-- START TEXT PROVIDED --

Throughout this Form 10-Q, the terms "we," "us," "our," “ProGreen” and the "Company" refer to ProGreen Properties, Inc., a Delaware corporation, and, unless the context indicates otherwise, includes our subsidiaries.

 

The Company was incorporated in Florida on April 23, 1998 and reincorporated in Delaware on December 12, 2008. Effective September 11, 2009, we changed our name from Diversified Product Inspections, Inc. to ProGreen Properties, Inc. to reflect the change in our business operations from the conduct of investigations and laboratory

 

The Company maintained its conduct of investigations and laboratory analyses operations until the April 30, 2009 closing of a Settlement and Asset Purchase Agreement (the “Agreement”). On April 30, 2009, we ceased operations and closed the Agreement pursuant to which $230,000 was paid to a plaintiff to settle material litigation, and the remaining assets and liabilities were transferred to a separate entity owned by the previous executive officers of the Company. Prior to the closing of the Agreement, the Company specialized in conducting investigations and laboratory analysis of a wide variety of products to determine the cause and origin of product failures. The Company is now controlled by the former plaintiffs in the now settled litigation. We were inactive from April 30, 2009 through October 28, 2009 when we acquired a condominium unit in suburban Detroit, Michigan.

-- END TEXT PROVIDED --
-- START AVAILABLE RECORDS --

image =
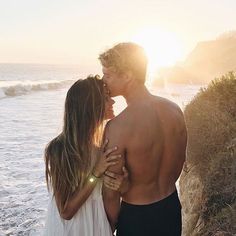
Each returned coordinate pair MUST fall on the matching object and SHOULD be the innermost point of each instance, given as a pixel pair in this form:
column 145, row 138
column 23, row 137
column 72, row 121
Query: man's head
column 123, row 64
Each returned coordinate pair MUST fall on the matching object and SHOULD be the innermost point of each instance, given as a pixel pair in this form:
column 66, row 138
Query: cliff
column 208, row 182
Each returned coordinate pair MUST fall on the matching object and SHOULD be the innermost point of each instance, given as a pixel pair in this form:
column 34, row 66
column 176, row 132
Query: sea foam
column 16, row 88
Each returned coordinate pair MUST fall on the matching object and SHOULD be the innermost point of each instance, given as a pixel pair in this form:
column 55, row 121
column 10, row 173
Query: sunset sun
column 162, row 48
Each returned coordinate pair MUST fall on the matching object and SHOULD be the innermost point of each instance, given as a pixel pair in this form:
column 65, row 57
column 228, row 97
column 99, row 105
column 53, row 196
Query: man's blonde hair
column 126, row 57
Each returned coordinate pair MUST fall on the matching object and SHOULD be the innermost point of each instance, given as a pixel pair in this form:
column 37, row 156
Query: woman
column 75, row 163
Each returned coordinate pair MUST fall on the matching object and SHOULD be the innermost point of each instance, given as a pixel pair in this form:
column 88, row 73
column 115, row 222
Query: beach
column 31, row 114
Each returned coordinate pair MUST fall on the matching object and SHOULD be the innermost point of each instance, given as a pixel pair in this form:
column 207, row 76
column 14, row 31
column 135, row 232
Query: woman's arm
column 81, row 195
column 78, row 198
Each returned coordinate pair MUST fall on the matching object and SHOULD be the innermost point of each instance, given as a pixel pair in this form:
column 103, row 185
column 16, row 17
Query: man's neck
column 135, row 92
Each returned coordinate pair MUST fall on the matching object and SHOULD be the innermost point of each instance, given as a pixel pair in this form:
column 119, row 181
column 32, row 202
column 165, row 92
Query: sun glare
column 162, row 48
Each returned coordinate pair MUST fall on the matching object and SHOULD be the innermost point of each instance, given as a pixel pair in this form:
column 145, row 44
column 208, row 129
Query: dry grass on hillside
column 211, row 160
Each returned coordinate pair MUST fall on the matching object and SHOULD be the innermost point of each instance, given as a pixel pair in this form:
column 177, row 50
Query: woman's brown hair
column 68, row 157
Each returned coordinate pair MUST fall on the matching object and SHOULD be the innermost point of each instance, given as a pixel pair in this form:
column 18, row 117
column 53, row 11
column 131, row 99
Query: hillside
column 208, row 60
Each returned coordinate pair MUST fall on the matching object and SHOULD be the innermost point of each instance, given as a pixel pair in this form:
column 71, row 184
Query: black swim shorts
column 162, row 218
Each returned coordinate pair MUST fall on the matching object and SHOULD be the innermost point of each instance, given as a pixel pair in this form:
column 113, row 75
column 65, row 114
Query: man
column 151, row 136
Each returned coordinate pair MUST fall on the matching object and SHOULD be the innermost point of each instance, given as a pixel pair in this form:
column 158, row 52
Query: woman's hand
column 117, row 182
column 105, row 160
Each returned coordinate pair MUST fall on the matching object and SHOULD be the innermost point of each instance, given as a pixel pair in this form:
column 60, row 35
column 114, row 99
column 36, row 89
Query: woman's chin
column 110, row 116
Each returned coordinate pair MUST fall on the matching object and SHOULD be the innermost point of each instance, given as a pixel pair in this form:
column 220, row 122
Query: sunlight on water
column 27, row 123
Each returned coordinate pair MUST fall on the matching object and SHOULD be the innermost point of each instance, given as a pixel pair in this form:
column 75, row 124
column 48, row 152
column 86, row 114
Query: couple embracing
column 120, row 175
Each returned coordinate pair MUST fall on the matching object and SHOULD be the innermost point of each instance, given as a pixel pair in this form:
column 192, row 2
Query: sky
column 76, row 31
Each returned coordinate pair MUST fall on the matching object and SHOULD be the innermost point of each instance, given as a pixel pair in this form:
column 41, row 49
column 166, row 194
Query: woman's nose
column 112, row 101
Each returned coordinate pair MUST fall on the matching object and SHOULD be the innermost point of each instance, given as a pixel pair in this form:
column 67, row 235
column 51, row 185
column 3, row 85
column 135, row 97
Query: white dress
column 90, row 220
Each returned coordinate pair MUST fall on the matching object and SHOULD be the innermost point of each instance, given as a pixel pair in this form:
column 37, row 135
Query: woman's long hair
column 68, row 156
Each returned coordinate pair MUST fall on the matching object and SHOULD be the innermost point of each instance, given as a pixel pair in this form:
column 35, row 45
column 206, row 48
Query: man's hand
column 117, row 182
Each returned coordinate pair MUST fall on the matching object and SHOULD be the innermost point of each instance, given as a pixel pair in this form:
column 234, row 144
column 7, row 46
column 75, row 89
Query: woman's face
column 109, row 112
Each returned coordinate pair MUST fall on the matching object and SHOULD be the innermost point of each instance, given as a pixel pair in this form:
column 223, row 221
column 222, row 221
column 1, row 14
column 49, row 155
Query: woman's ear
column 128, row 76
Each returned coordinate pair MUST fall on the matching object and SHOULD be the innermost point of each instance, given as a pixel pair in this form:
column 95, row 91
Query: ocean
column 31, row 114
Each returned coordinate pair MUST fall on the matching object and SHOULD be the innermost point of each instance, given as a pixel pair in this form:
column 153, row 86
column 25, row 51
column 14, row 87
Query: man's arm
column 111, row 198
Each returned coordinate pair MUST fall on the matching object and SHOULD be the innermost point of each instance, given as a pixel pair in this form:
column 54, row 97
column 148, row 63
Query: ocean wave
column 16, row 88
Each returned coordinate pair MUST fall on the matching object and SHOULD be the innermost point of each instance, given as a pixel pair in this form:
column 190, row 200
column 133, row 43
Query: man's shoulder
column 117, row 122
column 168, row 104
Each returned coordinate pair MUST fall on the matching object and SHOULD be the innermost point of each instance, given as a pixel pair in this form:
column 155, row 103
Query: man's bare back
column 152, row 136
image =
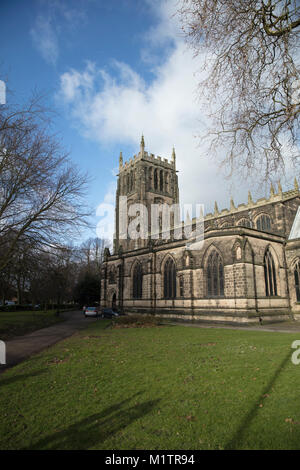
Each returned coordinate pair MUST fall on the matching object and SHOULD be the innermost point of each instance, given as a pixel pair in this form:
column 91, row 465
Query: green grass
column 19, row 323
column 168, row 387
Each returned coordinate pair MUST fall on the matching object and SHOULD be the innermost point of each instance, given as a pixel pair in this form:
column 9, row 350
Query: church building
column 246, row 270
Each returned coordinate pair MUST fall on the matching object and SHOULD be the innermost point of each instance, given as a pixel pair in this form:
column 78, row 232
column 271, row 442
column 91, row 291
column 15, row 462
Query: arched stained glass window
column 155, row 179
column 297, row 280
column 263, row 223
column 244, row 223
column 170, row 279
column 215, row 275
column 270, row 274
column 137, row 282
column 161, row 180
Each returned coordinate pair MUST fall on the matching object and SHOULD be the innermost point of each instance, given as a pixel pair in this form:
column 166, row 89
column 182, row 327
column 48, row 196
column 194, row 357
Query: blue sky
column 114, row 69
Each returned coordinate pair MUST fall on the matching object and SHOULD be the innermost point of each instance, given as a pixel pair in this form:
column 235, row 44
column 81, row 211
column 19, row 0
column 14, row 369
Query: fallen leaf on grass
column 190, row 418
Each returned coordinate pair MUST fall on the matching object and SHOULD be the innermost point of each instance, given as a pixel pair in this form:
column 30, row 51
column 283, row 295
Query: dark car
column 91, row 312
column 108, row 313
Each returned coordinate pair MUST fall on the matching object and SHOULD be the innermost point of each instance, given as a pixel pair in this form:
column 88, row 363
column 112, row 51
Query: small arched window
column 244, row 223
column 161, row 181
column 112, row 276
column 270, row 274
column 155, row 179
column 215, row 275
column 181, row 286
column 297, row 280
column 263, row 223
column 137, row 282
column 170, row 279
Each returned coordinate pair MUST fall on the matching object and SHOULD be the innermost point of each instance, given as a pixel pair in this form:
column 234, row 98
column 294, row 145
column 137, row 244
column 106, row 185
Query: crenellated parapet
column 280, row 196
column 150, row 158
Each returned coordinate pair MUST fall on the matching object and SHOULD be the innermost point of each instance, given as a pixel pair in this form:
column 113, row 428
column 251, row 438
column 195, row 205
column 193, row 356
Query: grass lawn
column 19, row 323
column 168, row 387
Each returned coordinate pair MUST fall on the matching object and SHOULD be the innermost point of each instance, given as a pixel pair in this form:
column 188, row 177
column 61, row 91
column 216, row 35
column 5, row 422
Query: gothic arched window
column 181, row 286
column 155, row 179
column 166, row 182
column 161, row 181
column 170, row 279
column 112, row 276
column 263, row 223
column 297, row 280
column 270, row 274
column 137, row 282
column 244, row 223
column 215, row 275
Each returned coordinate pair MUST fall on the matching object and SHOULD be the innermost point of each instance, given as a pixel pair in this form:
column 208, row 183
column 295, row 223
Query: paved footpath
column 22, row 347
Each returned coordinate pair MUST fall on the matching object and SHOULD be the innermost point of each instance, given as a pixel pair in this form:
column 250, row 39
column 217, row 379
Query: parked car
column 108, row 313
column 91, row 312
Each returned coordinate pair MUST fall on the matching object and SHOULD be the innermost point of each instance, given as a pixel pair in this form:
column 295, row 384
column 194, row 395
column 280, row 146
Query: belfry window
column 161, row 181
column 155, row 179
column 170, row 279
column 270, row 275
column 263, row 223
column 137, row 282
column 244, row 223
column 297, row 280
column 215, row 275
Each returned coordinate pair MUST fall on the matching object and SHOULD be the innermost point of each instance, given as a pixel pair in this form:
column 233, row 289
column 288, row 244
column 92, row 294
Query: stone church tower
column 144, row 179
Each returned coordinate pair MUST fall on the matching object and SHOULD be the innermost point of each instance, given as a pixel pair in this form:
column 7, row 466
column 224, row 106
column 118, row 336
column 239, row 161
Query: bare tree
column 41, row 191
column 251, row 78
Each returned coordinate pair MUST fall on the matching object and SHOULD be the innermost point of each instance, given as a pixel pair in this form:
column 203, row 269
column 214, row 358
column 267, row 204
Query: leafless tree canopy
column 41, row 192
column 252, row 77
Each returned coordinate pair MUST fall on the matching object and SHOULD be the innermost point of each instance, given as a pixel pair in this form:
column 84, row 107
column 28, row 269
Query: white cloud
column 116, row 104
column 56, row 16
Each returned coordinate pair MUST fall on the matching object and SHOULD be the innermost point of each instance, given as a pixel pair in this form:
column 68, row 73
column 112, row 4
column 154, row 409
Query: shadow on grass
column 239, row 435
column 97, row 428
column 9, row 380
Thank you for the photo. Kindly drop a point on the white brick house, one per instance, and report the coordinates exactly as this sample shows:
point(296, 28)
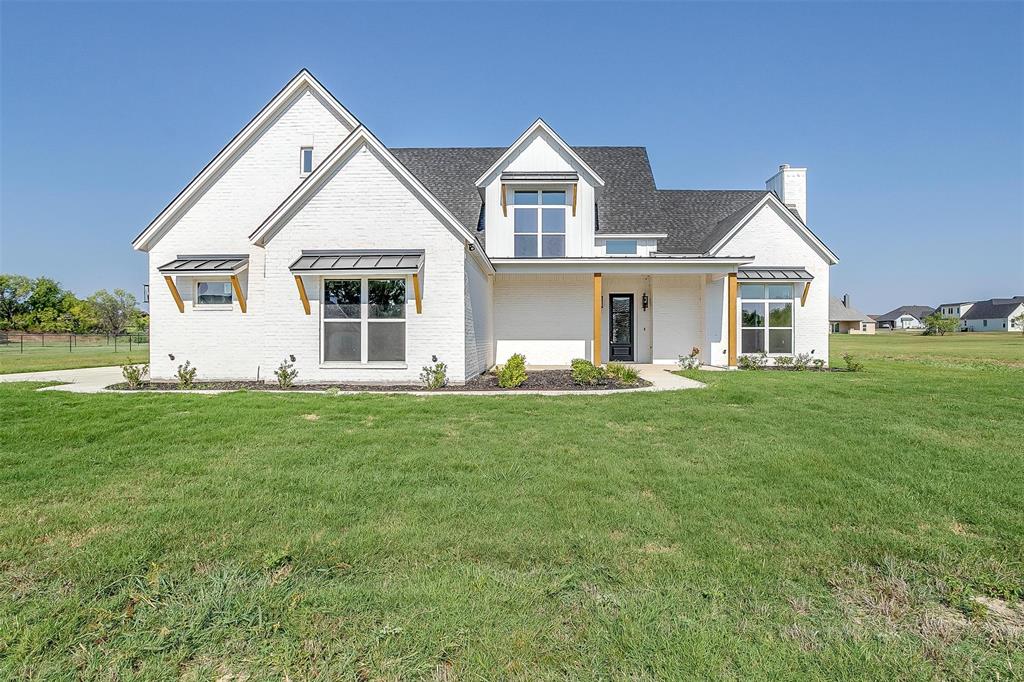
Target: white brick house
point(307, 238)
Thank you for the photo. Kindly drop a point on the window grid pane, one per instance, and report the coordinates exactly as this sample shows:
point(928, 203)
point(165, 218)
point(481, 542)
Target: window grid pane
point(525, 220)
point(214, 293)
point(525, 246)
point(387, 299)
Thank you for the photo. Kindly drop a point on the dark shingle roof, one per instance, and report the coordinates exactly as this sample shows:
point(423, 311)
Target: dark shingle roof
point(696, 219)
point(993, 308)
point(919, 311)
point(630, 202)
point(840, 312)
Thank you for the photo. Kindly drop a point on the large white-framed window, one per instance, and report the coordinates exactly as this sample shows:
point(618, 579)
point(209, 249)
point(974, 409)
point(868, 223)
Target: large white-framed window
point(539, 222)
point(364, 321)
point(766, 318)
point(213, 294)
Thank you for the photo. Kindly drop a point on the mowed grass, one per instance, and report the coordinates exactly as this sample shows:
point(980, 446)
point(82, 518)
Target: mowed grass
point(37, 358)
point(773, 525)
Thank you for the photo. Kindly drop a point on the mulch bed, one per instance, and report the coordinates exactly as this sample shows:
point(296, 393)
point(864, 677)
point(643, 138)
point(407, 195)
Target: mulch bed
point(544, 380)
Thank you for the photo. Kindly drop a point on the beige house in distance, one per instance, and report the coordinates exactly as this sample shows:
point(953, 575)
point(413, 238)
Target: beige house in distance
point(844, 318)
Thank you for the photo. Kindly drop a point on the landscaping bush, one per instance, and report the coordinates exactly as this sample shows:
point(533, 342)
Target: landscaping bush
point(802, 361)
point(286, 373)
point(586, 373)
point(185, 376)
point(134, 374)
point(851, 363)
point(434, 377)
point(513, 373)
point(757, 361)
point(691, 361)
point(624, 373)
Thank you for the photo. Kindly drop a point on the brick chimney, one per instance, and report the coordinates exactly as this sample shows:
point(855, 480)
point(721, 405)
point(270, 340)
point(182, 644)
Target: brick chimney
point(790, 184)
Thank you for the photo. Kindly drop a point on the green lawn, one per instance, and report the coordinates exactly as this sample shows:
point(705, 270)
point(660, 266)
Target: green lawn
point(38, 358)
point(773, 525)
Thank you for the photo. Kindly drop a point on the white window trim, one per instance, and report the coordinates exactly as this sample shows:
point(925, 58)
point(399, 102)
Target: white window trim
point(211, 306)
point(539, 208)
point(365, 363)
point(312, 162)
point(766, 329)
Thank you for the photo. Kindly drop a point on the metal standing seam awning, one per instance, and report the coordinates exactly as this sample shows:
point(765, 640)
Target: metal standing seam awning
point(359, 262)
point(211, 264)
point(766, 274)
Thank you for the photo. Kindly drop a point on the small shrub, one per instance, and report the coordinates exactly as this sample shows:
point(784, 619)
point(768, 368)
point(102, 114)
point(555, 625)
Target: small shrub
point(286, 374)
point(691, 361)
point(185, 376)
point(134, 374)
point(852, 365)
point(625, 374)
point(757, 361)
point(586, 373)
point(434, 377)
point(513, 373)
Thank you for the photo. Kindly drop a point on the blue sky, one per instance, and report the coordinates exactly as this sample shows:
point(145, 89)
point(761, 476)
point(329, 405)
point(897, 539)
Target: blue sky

-- END AVAILABLE RECORDS --

• PROBLEMS TO WORK ON
[1] Set down the records word for word, beginning at their first line and going on through the line with "column 123, row 64", including that line. Leave the picture out.
[2] Continue the passage on ProGreen Properties' corporate history from where it stops.

• OUTPUTS FOR THE TASKS
[1]
image =
Each returned coordinate pair MUST fall on the matching object and SHOULD be the innermost point of each instance, given as a pixel pair in this form:
column 145, row 138
column 23, row 137
column 72, row 121
Query: man's head
column 123, row 64

[2]
 

OUR BUSINESS

 

The purchase of a condominium unit on July 28, 2009 initiated our planned new business operations directed at purchasing income-producing residential real estate apartment homes, condominiums and houses in the State of Michigan, where we believe favorable investment opportunities exist based on current market conditions.

 

Our business model since our initial property purchases has been to acquire, refurbish and upgrade existing properties into more environmentally sustainable, energy efficient, comfortable and healthier living spaces so that they meet standards that exceed what is often the norm for most single family homes, condominiums and apartments. Once a property has been acquired, refurbished and rented, the property would be put back on the market, but now as a fully managed investment property, with a favorable environmental profile and yield. These investment properties are marketed exclusively by ProGreen Realty LLC, a wholly-owned subsidiary of ProGreen and managed by ProGreen Properties Management LLC, another wholly owned subsidiary.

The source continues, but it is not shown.